## Work instruction
Look through the material below and say how many of its lines carry the string "pancake". Only the number should be given.

## Data provided
- - - - - - -
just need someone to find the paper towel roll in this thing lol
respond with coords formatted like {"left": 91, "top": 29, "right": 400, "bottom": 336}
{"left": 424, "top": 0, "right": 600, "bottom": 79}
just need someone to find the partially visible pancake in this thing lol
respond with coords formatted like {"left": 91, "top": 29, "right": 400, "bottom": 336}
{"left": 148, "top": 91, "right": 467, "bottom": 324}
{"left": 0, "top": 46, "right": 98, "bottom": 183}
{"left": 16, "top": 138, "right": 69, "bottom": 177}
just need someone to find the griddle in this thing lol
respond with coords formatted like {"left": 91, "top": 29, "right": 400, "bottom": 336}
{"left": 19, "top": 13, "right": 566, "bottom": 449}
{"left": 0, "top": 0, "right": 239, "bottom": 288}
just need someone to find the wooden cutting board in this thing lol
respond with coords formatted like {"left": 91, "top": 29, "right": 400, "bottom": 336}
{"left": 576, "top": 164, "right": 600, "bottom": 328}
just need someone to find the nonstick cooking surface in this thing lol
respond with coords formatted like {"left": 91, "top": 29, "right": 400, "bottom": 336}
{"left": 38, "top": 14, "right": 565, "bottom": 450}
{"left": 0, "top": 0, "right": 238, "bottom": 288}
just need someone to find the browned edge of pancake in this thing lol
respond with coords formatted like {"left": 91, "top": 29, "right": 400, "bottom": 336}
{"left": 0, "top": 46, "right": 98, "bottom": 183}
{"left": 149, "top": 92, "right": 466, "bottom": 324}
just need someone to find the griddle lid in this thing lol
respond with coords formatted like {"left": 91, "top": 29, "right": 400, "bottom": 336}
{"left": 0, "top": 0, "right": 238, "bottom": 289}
- - - - - - -
## Response to this exercise
2